- OBJECTIFS:
A. Remaniez le passage de l'éditorial sur Souccot qui commence aux mots « Allégresse, quand tu » et se termine après « joie en perspective ? », en y remplaçant « joie » par « gaieté ».
B. Convertissez en liste JSON de chaînes, à raison d'une par ligne et sans les lignes vides, les enregistrements depuis leur début jusqu'à la ligne contenant « [(333, 171)] » incluse. Omettez les images.

- TEXTE FOURNI:
┄┄┄┄┄┄

Souccot 5782

  • Souccot
Editorial

 Allégresse, quand tu nous tiens !

Après la solennité, presque l’austérité, de la première partie du mois de Tichri, après tous les efforts investis dans la spiritualité pure et exigeante de Roch Hachana et de Yom Kippour, voici que vient le temps de la joie. Et quelle joie, celle de Souccot et de Sim’hat Torah ! Ce deuxième versant du mois nous offre ainsi un privilège immense : parvenir aux sources de l’allégresse la plus authentique en vivant des fêtes à nulles autres pareilles. Alors qu’on s’engage dans cette période si grande et forte, ne convient-il pas de mettre cette joie en perspective ?

De fait sa puissance est immense. Elle a pour capacité de forcer les barrières, de briser les limites. Elle est comme un vent nouveau qui bouscule les habitudes et emporte sur ses ailes tous ceux qui veulent vivre plus pleinement. De fait, dans la Souccah, cette fragile demeure au toit de feuillage, nous ressentons comme l’accomplissement de la Volonté Divine nous entoure. Ne résidons-nous pas tout entier dans cet abri, solide parce que léger, puissant parce qu’éphémère ? N’y résidons-nous pas comme on le fait dans une fière demeure de pierre, simplement parce que D.ieu nous l’a ordonné et que, confiants en Sa fidélité, nous savons qu’Il nous garde et nous protège ? Durant la semaine de la fête, ne vivons-nous pas avec ces « invités » spirituels dont parle le Zohar, qui nous visitent jour après jour : Abraham, Isaac, Jacob etc. ?

C’est alors que vient l’explosion, quand, prenant les rouleaux de la Torah, les serrant sur notre cœur comme on fait d’un objet précieux et aimé, nous en devenons les porteurs en dansant avec eux. Chacun devient alors comme un élément de la Torah, s’unissant à elle, ne constituant plus, en quelque sorte, qu’une seule entité avec elle. C’est ainsi un nouveau rapport qui s’établit. Il ne se fonde guère sur la réflexion préalable ; la Torah étant roulée, enveloppée dans son manteau, elle ne se prête pas à l’étude. Du reste, si c’était le cas, chacun en aurait une approche différente, adaptée à ce qu’il est et à ce qu’il sait. En ce jour, tout cela s’efface, c’est d’Infini qu’il est question. Et, dans cette absence de limites, chacun trouve, comme naturellement, sa place.

De tout cela, nous savons, dès à présent, que rien ne se terminera. Nous prendrons avec nous tout ce que nous vivons aujourd’hui. Pour une année bonne et douce.

Etincelles de Machiah

 Grandeur et humilité

Le Talmud (traité Sanhédrin 98a) enseigne que Machia’h pourra venir de deux façons : « sur les nuages du ciel » ou « pauvre et montant un âne ». Ces deux opinions ne sont pas la marque d’une quelconque opposition entre les Sages. En effet, Machia’h possédera la grandeur et la force portées à leur point ultime, ce qu’évoque l’image d’une venue « sur les nuages du ciel ». Cependant, en même temps, il sera d’une humilité absolue tel « un pauvre montant un âne ».

┄┄┄┄┄┄

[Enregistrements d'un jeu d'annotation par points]
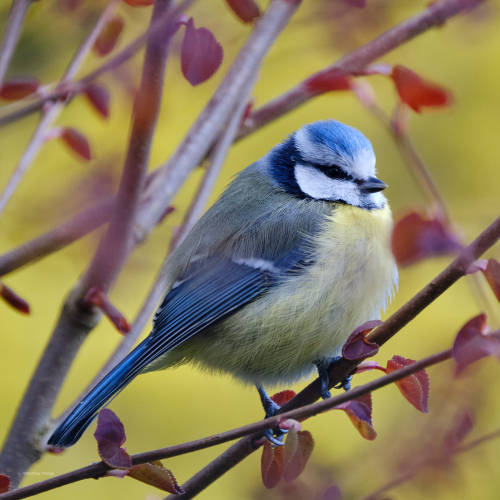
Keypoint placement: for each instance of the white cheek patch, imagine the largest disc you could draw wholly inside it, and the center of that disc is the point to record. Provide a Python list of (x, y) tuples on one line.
[(316, 184)]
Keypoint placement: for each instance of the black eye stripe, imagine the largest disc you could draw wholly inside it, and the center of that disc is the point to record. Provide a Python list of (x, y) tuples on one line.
[(333, 171)]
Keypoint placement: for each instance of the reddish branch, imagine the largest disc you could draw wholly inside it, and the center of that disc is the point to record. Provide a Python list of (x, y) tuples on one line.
[(24, 442), (57, 238), (208, 126), (52, 111), (68, 91), (13, 28), (433, 16), (99, 469), (237, 452)]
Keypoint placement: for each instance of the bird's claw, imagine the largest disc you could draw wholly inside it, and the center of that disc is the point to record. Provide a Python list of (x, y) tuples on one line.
[(345, 384), (323, 366), (274, 436)]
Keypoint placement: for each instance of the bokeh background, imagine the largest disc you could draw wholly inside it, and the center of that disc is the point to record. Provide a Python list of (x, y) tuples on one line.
[(460, 145)]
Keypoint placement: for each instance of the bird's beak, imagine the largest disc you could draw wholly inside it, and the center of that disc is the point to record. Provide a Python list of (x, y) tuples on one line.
[(372, 185)]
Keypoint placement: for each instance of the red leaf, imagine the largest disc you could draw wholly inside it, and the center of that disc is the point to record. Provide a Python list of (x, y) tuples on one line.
[(492, 274), (98, 97), (4, 483), (156, 474), (18, 88), (472, 343), (332, 493), (110, 435), (98, 298), (69, 5), (55, 450), (14, 300), (461, 427), (414, 387), (357, 347), (359, 4), (201, 54), (108, 38), (417, 92), (280, 398), (246, 10), (297, 450), (359, 411), (139, 3), (77, 142), (416, 237), (327, 81), (271, 465)]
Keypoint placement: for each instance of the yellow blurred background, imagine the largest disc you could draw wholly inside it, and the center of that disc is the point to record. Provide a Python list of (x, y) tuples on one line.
[(460, 145)]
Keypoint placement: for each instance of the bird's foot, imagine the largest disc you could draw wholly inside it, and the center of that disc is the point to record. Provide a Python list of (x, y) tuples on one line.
[(274, 436), (323, 366)]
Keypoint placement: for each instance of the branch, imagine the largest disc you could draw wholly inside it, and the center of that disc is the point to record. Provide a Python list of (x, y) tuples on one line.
[(404, 31), (255, 429), (57, 238), (24, 442), (339, 371), (17, 13), (435, 15), (204, 131), (403, 478), (52, 111), (69, 91)]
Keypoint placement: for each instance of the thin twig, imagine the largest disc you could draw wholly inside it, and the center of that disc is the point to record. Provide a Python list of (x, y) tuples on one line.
[(254, 430), (160, 284), (52, 110), (157, 291), (68, 91), (354, 62), (59, 237), (15, 22), (217, 159), (240, 450), (24, 445), (206, 128), (423, 177), (407, 476), (391, 39)]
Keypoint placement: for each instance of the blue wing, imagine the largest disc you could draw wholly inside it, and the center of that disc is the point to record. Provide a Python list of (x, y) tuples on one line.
[(210, 290)]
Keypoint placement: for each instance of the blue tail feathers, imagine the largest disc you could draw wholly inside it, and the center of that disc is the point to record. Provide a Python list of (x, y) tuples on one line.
[(74, 425)]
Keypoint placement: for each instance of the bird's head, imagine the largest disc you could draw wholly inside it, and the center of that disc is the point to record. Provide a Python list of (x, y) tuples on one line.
[(328, 160)]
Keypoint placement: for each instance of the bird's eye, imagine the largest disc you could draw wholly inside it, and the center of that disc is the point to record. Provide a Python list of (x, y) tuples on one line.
[(335, 172)]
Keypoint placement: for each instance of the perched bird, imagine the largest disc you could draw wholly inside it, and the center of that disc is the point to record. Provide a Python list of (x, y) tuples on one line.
[(274, 277)]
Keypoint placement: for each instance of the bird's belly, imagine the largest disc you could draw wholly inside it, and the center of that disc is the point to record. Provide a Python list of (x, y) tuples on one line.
[(278, 337)]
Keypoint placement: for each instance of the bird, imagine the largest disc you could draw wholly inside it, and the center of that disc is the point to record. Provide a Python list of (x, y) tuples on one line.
[(272, 279)]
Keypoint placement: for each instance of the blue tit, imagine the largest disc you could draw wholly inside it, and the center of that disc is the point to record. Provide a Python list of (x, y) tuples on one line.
[(274, 277)]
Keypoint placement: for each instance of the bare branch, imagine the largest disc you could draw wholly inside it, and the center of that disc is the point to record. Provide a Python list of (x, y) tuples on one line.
[(15, 22), (68, 91), (52, 110), (401, 33), (354, 62), (209, 123), (24, 442), (57, 238), (218, 156)]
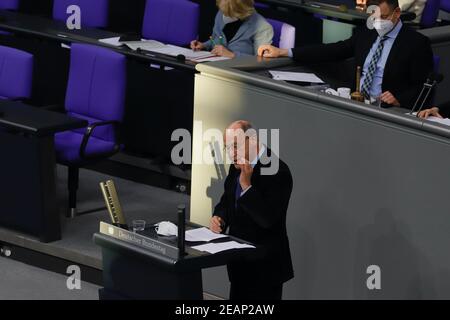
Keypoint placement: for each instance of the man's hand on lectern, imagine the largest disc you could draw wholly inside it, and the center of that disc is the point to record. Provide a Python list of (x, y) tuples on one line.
[(216, 224)]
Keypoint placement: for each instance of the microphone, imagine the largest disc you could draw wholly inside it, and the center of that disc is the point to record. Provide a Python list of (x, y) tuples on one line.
[(181, 57), (181, 229), (432, 80)]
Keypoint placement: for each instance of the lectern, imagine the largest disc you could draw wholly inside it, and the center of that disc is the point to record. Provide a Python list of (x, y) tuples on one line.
[(146, 266)]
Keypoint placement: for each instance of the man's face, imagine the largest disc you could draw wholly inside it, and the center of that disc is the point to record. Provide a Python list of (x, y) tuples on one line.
[(236, 145), (387, 13)]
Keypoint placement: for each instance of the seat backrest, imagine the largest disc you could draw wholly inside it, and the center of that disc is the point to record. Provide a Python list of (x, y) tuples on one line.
[(260, 5), (9, 4), (171, 21), (16, 73), (96, 86), (283, 34), (445, 5), (94, 13), (430, 13), (437, 63)]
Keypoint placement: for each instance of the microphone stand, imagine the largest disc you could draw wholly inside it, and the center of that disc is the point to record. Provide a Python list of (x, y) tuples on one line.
[(430, 88)]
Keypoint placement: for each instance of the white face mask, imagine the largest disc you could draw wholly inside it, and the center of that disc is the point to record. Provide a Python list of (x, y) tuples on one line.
[(166, 228), (227, 20), (383, 26)]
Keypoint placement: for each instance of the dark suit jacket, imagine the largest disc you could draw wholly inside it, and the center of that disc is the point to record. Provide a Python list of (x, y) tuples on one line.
[(260, 218), (409, 63)]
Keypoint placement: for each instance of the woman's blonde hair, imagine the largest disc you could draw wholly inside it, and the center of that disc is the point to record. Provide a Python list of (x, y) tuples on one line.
[(240, 9)]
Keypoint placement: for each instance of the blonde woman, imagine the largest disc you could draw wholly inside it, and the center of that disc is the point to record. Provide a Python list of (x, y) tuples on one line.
[(238, 30)]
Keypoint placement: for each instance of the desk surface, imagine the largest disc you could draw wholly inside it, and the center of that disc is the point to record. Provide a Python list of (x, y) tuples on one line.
[(28, 119), (246, 70), (193, 259), (58, 31), (333, 11)]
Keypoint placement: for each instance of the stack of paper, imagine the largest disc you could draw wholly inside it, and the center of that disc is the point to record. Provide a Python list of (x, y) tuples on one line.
[(149, 45), (202, 234), (167, 49), (295, 76), (211, 59), (445, 121), (222, 246), (115, 41)]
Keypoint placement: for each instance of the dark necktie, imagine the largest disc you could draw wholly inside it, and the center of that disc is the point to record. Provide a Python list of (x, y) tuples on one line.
[(238, 191), (372, 68)]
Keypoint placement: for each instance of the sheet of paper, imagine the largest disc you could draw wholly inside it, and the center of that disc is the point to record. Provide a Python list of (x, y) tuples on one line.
[(445, 121), (222, 246), (212, 59), (172, 50), (112, 41), (202, 234), (295, 76), (150, 45)]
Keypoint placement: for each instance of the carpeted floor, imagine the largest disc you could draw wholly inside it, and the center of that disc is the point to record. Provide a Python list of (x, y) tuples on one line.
[(23, 282)]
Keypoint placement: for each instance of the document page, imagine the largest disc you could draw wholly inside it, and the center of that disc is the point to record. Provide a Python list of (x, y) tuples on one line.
[(445, 121), (295, 76), (222, 246), (115, 41), (149, 45), (202, 234)]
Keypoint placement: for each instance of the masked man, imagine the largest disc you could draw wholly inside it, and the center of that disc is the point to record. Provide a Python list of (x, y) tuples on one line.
[(395, 60)]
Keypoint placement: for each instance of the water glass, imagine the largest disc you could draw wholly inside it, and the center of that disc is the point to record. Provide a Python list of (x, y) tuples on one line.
[(138, 225)]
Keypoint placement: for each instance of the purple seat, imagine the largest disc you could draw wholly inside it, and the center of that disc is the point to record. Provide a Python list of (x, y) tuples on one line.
[(445, 5), (430, 13), (93, 13), (16, 73), (262, 5), (96, 93), (283, 34), (171, 21), (9, 4), (437, 63)]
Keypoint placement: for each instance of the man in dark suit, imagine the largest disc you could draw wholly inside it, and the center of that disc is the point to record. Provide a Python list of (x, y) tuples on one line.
[(253, 207), (443, 111), (395, 60)]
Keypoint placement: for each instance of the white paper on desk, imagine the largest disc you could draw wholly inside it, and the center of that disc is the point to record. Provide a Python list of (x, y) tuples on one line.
[(445, 121), (295, 76), (202, 234), (222, 246), (211, 59), (172, 50), (112, 41), (149, 45)]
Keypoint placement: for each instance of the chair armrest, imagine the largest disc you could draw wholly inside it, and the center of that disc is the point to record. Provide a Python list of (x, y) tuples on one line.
[(22, 99), (53, 107), (87, 135)]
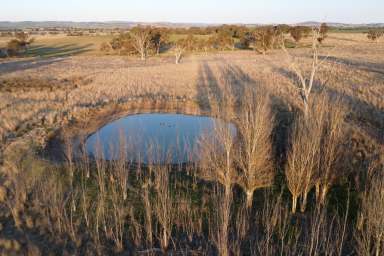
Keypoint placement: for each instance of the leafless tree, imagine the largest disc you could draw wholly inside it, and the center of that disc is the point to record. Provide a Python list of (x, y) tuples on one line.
[(179, 48), (303, 158), (333, 113), (305, 84), (254, 156), (164, 205), (141, 40)]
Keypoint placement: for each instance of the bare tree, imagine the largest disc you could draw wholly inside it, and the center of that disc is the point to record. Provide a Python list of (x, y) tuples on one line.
[(179, 48), (254, 156), (303, 158), (331, 144), (164, 205), (141, 40), (305, 84)]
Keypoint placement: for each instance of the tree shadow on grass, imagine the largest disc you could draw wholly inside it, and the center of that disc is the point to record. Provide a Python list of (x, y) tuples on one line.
[(58, 51), (208, 88), (364, 114), (21, 65), (361, 65), (237, 81)]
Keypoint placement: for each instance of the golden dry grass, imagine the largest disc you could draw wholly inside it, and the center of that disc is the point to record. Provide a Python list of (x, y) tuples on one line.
[(354, 71)]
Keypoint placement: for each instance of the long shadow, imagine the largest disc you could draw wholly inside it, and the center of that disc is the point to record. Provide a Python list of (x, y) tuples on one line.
[(238, 81), (59, 51), (20, 65), (362, 113), (362, 65), (208, 88)]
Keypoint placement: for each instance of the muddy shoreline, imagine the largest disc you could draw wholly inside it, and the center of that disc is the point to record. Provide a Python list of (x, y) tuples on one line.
[(88, 122)]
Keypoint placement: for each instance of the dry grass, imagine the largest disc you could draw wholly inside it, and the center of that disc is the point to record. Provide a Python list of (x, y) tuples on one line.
[(109, 207)]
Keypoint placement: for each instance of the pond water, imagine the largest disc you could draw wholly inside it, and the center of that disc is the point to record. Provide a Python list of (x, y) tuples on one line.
[(152, 138)]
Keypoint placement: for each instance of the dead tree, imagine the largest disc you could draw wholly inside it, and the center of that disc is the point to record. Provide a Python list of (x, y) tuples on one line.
[(303, 158), (255, 150), (305, 84), (141, 40), (179, 49), (331, 145)]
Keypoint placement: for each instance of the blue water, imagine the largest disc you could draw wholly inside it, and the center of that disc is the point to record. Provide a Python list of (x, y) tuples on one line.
[(157, 138)]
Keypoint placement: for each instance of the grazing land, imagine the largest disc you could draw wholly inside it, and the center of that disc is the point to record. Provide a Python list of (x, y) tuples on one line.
[(326, 160)]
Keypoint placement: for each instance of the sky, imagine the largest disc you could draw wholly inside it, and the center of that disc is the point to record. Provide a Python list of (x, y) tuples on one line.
[(196, 11)]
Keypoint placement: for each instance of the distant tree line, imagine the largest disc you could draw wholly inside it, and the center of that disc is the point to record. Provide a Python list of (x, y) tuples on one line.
[(145, 41)]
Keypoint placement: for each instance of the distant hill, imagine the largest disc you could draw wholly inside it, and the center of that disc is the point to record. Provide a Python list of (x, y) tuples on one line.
[(129, 24), (342, 25), (107, 24)]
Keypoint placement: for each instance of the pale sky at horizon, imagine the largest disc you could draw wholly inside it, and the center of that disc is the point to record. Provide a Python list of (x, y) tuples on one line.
[(202, 11)]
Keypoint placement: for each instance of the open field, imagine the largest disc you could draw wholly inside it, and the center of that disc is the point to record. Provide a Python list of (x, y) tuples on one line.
[(74, 90)]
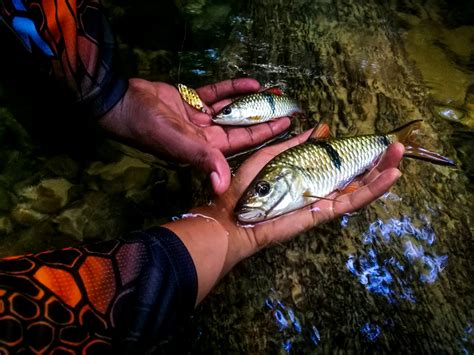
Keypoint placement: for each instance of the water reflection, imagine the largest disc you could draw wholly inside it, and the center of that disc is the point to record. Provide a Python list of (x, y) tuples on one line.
[(467, 340), (289, 324), (371, 331), (398, 255)]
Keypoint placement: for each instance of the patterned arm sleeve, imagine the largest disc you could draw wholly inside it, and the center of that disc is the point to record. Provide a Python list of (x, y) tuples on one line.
[(110, 297), (74, 44)]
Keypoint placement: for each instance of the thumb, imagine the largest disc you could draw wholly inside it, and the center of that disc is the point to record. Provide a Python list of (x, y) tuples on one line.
[(213, 162)]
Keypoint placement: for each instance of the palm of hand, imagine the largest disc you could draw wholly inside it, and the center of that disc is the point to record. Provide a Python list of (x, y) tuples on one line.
[(154, 117), (252, 238)]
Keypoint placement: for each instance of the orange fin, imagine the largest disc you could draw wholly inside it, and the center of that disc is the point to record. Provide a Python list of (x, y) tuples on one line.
[(351, 187), (321, 131), (417, 152), (274, 90), (308, 195)]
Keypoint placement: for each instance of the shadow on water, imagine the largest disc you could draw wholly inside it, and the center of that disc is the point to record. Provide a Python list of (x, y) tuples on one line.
[(394, 276)]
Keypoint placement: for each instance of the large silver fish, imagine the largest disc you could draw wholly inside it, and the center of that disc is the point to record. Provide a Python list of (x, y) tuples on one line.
[(301, 174), (257, 108)]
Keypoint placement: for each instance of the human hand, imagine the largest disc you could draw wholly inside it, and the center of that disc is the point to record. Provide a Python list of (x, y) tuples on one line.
[(246, 240), (153, 117)]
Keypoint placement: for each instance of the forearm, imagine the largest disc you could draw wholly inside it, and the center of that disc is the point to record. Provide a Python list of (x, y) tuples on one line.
[(122, 294), (212, 246)]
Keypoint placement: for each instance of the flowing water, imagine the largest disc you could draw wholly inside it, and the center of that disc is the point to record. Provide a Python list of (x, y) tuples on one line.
[(395, 276)]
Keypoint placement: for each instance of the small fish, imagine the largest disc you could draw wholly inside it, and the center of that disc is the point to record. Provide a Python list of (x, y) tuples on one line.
[(307, 172), (257, 108), (191, 97)]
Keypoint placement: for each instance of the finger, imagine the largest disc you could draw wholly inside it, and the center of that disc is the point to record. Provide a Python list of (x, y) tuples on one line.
[(283, 227), (224, 89), (368, 193), (242, 138), (213, 162), (201, 119), (390, 159)]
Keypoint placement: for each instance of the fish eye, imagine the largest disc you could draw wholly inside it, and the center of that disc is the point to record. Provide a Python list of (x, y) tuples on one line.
[(262, 188)]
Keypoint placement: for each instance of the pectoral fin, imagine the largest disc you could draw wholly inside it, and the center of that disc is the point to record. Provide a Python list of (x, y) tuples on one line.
[(274, 90), (307, 194)]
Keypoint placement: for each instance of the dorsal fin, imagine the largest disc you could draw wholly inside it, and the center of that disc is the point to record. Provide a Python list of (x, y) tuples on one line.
[(321, 131), (274, 90)]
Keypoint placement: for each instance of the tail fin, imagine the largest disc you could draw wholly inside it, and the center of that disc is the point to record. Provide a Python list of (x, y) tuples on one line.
[(405, 135)]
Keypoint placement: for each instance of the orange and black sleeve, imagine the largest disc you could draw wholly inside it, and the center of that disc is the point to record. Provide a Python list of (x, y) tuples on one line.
[(74, 45), (119, 296)]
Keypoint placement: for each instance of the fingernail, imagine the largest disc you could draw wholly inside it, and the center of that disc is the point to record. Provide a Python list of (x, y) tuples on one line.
[(215, 179)]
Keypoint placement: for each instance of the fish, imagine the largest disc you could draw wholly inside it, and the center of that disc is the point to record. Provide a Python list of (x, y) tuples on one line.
[(191, 97), (257, 108), (310, 171)]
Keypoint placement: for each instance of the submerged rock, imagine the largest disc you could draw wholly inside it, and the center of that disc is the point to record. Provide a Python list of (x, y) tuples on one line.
[(451, 113), (49, 196)]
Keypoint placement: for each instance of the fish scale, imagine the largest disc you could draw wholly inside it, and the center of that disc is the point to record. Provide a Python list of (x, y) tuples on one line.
[(257, 108), (312, 170), (318, 167), (356, 155)]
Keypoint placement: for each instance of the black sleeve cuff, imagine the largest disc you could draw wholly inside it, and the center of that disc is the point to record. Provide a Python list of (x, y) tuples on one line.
[(165, 292), (110, 94)]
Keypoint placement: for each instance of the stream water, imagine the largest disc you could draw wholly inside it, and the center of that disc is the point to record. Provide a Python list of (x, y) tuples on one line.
[(393, 277)]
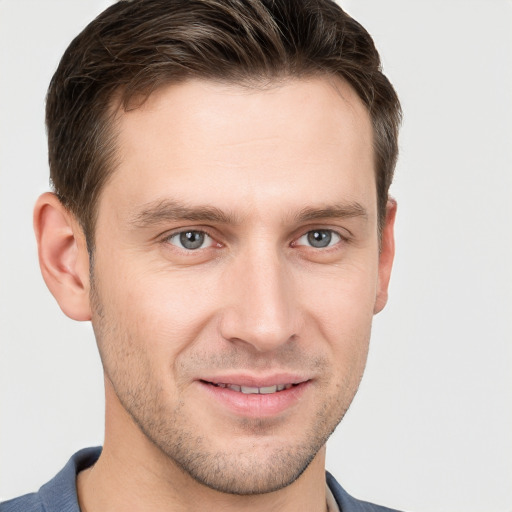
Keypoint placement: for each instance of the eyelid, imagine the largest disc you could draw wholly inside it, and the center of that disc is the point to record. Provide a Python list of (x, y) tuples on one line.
[(166, 238), (336, 239)]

┄┄┄┄┄┄

- RÉSULTATS OBTENUS:
A.
Allégresse, quand tu nous tiens !

Après la solennité, presque l’austérité, de la première partie du mois de Tichri, après tous les efforts investis dans la spiritualité pure et exigeante de Roch Hachana et de Yom Kippour, voici que vient le temps de la gaieté. Et quelle gaieté, celle de Souccot et de Sim’hat Torah ! Ce deuxième versant du mois nous offre ainsi un privilège immense : parvenir aux sources de l’allégresse la plus authentique en vivant des fêtes à nulles autres pareilles. Alors qu’on s’engage dans cette période si grande et forte, ne convient-il pas de mettre cette gaieté en perspective ?

B.
[
  "Keypoint placement: for each instance of the white cheek patch, imagine the largest disc you could draw wholly inside it, and the center of that disc is the point to record. Provide a Python list of (x, y) tuples on one line.",
  "[(316, 184)]",
  "Keypoint placement: for each instance of the black eye stripe, imagine the largest disc you could draw wholly inside it, and the center of that disc is the point to record. Provide a Python list of (x, y) tuples on one line.",
  "[(333, 171)]"
]